**Complete the following:**
A – In the article on football managers and investing, how often is strategic asset allocation reviewed in many cases?
B – From the article on football managers and investing, return the passage from "The best managers" up to and including "are demonstrating rigidity.", copied word for word.
── Selected passage ──
17 JUN, 2026
By Greg Clerkson from iM Global Partner

With the FIFA World Cup now under way, billions of fans around the world are debating the same question: which manager has the best plan? It is a question, perhaps surprisingly, that investors would do well to ask about their own portfolios.
The great football managers share a common discipline. Before the first whistle, they have studied the opposition, chosen their formation, and selected the players best suited to the conditions. Their starting point is deliberate and well-reasoned, a clear strategic framework built around their team's strengths.
Investors are no different. Most portfolios begin with a carefully considered strategic asset allocation: a defined mix of equities, bonds, and other assets designed to meet long-term objectives. Like a manager's preferred formation, it reflects both conviction and experience.
The real test, however, comes not at the start of the game but during it.
The best managers are distinguished not by their pre-match plan, but by their ability to adapt when that plan is disrupted. An injury, a red card, an unexpected burst of pace from the opposition, each demands a response. A manager who refuses to adjust, regardless of what is unfolding on the pitch, is not demonstrating discipline. They are demonstrating rigidity.
Financial markets can be similarly unforgiving. The inflation shock of 2022, the COVID crash of 2020, the abrupt repricing triggered by geopolitical events, each arrived quickly and required more than just a steady hand on portfolios. Conditions changed materially, and allocations built for a different environment were exposed.
The uncomfortable truth is that many investors - and many institutions - lack the governance structures or decision-making frameworks needed to respond in a timely and disciplined way. In many cases strategic asset allocation is reviewed annually at best yet markets do not operate on that schedule.
───
── Information provided ──
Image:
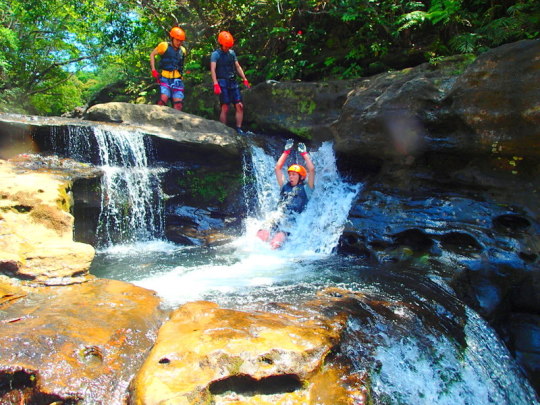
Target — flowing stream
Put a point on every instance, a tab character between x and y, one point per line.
424	347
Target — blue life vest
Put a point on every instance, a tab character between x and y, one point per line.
172	59
293	199
225	64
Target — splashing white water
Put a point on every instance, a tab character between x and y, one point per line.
251	262
437	373
131	196
131	202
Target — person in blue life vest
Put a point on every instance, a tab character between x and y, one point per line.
224	66
293	198
171	65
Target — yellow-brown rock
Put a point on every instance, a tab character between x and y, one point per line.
36	228
207	354
81	342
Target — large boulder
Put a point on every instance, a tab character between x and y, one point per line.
168	123
301	108
36	227
73	344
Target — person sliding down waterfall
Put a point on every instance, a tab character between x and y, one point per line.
293	198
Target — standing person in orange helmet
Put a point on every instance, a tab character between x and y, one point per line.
224	66
293	197
171	65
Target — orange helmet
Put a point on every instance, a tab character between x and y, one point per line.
301	170
178	33
226	39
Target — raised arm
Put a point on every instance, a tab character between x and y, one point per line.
281	161
309	165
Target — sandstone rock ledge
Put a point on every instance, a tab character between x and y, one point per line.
80	343
36	228
207	354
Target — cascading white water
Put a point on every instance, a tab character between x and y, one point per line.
408	361
319	227
131	203
131	197
251	263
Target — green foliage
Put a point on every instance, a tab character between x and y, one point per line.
53	48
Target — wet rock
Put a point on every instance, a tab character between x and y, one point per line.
36	229
71	344
205	353
525	343
300	108
168	123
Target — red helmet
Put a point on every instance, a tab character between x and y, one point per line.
226	39
301	170
178	33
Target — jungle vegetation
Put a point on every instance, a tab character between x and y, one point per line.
58	54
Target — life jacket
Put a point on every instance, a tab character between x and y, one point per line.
293	199
173	59
225	65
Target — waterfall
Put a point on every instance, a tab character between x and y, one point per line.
131	196
319	227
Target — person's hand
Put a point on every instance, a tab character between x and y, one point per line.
288	146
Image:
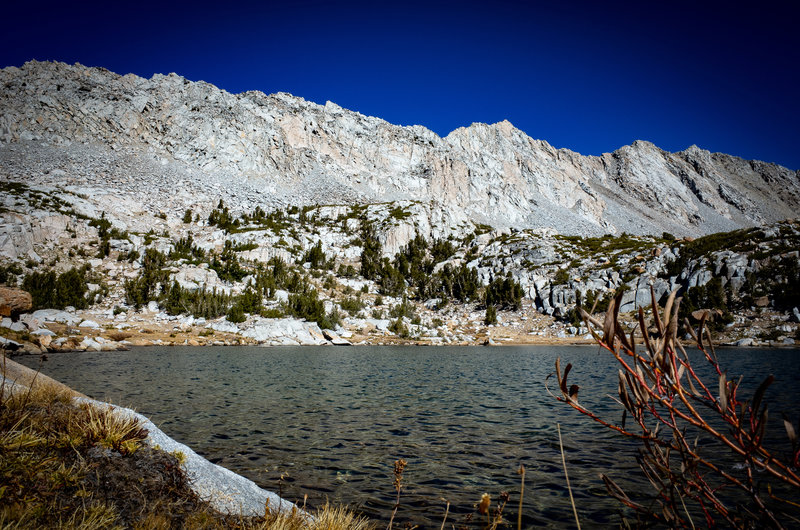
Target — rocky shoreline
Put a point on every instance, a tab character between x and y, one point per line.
224	490
48	331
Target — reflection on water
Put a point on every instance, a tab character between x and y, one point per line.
333	420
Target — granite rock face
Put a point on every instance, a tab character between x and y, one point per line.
190	141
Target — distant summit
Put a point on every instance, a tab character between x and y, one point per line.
272	150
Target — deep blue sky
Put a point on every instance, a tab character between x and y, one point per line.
589	76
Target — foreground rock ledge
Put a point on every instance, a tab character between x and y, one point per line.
225	491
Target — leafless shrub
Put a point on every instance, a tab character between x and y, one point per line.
669	408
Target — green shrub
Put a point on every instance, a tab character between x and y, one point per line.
57	291
398	328
505	293
491	315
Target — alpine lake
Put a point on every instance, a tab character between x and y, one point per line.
329	422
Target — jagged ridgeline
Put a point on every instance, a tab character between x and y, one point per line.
181	197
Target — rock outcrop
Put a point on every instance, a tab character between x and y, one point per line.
194	142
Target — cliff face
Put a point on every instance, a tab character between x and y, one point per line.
279	149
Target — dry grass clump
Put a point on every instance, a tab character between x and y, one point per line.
───
**Answers for each item:**
A – Annually at best.

B –
The best managers are distinguished not by their pre-match plan, but by their ability to adapt when that plan is disrupted. An injury, a red card, an unexpected burst of pace from the opposition, each demands a response. A manager who refuses to adjust, regardless of what is unfolding on the pitch, is not demonstrating discipline. They are demonstrating rigidity.